Imagine a world where these little Wikipedia mirrors have their own subsets of Wikipedia space that are different than Wikipedia, where other thoughts other than the grey goo consensus of Wikipedia rules the day; where a separate “article space” exists there, which can be shared on other Wikipedias at will – demoscene space, muppet space, all the crap that Wikia offers in a commercial setting, except now being done by various vendors and non-profits, and not reliant on a single point of political failure?
Imagine these Wiki variants existing:
- PuritanWiki: Nothing with anything adult-oriented ends up being covered – people can send their kids to browse it related to education and whatever other nanny-tistic approaches they want to and not be worried that their children will ever discover other people have genitals or how they can protect themselves from pregnancy any other way but never having sex, and they’ll never figure out who Hugh Hefner is.

> [Task details]:
Reproduce the passage on Wikipedia variants word for word, from "Imagine a world" up to and including "of political failure?".

> [Listed entries]:
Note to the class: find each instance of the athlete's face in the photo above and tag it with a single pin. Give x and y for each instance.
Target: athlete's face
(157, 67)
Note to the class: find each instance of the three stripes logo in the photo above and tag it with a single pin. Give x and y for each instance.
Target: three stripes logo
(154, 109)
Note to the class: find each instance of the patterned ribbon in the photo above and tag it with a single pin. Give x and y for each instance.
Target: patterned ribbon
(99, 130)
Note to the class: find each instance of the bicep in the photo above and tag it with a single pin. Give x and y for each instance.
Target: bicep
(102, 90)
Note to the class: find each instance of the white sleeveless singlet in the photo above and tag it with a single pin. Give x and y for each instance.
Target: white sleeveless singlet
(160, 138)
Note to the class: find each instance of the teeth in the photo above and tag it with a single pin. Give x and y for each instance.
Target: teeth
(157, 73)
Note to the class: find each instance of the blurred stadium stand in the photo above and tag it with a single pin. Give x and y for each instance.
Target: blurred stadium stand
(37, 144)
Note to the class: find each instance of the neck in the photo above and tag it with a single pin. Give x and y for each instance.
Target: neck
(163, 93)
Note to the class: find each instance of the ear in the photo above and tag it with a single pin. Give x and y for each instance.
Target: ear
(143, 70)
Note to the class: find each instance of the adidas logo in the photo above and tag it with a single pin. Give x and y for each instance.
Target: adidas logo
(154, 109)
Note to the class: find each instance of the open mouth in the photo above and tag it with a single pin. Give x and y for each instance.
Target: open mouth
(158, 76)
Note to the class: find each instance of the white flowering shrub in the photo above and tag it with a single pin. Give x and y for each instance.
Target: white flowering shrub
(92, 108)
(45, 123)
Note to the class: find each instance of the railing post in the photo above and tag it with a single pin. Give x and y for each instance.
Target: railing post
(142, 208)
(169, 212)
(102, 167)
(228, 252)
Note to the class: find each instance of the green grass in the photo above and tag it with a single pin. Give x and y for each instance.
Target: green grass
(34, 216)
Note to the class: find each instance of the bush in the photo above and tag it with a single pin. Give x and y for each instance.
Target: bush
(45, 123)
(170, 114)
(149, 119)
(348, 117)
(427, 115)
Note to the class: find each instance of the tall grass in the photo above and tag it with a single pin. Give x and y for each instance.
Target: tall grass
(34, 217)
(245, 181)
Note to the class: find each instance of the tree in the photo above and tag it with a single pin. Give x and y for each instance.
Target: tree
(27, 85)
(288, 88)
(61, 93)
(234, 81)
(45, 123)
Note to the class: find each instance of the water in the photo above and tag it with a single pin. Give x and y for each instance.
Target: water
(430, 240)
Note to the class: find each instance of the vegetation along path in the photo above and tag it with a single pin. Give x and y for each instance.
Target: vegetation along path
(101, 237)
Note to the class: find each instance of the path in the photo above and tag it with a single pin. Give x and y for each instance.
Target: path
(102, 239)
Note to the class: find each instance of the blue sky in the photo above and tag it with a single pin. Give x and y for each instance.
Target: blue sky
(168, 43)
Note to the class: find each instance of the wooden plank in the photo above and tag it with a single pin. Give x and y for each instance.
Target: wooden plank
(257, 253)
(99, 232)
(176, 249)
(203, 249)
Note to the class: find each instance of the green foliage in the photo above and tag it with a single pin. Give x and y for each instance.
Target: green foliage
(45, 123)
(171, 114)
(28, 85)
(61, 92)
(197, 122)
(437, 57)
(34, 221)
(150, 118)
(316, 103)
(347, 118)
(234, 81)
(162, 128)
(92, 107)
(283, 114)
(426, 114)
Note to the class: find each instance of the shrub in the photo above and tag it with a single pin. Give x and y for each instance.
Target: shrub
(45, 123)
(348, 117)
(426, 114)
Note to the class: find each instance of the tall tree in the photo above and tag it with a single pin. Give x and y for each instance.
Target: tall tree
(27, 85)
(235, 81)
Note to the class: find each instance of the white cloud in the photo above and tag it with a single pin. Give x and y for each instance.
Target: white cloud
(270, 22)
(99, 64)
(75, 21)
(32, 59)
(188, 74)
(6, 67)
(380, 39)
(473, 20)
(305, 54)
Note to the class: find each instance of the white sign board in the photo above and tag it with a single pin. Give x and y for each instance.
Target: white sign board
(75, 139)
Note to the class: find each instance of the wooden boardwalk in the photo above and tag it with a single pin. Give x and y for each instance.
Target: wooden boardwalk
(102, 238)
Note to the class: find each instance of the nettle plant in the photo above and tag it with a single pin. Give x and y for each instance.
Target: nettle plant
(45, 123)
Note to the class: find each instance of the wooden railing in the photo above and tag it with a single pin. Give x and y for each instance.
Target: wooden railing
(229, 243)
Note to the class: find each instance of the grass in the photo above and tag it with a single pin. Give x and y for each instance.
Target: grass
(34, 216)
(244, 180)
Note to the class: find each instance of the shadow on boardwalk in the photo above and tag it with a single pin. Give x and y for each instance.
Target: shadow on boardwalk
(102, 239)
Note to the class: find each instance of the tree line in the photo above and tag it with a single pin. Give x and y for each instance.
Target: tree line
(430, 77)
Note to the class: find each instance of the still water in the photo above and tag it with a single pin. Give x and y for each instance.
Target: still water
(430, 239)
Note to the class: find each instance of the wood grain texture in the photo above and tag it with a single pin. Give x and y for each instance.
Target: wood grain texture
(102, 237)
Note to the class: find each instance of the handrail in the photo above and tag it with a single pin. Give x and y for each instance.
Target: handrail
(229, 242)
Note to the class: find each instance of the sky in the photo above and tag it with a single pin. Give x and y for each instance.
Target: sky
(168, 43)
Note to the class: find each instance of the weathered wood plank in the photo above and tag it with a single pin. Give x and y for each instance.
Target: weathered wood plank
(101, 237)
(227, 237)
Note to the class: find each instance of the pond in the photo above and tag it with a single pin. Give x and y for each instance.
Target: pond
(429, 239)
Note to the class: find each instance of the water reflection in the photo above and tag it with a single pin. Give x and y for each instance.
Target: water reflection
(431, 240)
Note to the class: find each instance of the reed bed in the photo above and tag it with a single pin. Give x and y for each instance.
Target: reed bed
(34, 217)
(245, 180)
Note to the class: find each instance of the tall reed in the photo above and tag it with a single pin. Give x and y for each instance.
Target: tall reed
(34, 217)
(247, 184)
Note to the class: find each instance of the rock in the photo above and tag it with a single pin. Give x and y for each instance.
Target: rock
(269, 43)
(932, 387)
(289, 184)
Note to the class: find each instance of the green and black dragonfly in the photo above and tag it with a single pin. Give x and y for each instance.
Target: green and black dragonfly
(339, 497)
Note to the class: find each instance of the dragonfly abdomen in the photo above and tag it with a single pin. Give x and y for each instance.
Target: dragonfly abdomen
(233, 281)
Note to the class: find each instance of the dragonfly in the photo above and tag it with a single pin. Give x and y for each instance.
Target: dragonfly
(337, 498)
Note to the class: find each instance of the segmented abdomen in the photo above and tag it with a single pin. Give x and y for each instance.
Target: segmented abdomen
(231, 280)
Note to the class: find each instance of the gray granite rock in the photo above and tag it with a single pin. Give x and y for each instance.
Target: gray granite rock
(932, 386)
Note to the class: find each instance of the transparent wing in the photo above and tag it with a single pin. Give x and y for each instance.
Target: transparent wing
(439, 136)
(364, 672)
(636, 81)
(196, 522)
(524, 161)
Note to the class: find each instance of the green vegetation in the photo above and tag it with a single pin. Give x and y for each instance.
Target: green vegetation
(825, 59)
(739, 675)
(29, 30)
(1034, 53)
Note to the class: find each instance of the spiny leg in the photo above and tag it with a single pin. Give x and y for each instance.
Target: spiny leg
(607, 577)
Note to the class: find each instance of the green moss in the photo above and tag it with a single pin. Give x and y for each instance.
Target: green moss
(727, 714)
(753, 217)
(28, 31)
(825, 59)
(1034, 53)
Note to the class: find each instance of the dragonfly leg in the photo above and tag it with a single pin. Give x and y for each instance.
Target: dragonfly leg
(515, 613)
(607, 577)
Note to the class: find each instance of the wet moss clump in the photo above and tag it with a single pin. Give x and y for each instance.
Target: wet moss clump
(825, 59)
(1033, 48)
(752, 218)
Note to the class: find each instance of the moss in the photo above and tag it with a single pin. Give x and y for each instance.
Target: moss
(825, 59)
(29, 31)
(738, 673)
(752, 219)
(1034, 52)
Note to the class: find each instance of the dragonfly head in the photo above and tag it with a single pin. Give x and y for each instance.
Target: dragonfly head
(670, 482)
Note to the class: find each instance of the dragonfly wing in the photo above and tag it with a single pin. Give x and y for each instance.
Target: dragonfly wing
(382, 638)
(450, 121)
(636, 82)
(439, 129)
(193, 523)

> [Finished exercise]:
Imagine a world where these little Wikipedia mirrors have their own subsets of Wikipedia space that are different than Wikipedia, where other thoughts other than the grey goo consensus of Wikipedia rules the day; where a separate “article space” exists there, which can be shared on other Wikipedias at will – demoscene space, muppet space, all the crap that Wikia offers in a commercial setting, except now being done by various vendors and non-profits, and not reliant on a single point of political failure?